* Records provided

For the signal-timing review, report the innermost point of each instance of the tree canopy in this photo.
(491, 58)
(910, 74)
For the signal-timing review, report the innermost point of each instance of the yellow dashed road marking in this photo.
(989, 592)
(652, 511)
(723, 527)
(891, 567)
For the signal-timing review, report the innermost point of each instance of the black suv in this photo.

* About this exercise
Beginning with the first line and ending with the last, copy the material above exactly.

* Exercise response
For the signal-timing review, report the innermost point of each instance of the tree canopy in this photo.
(491, 58)
(910, 74)
For the signal-timing review, report the innermost point of each instance of the yellow dashed road marking in this photo.
(989, 592)
(652, 511)
(723, 527)
(891, 567)
For the signal-timing review, report the innermost point of each instance of the black suv in this photo.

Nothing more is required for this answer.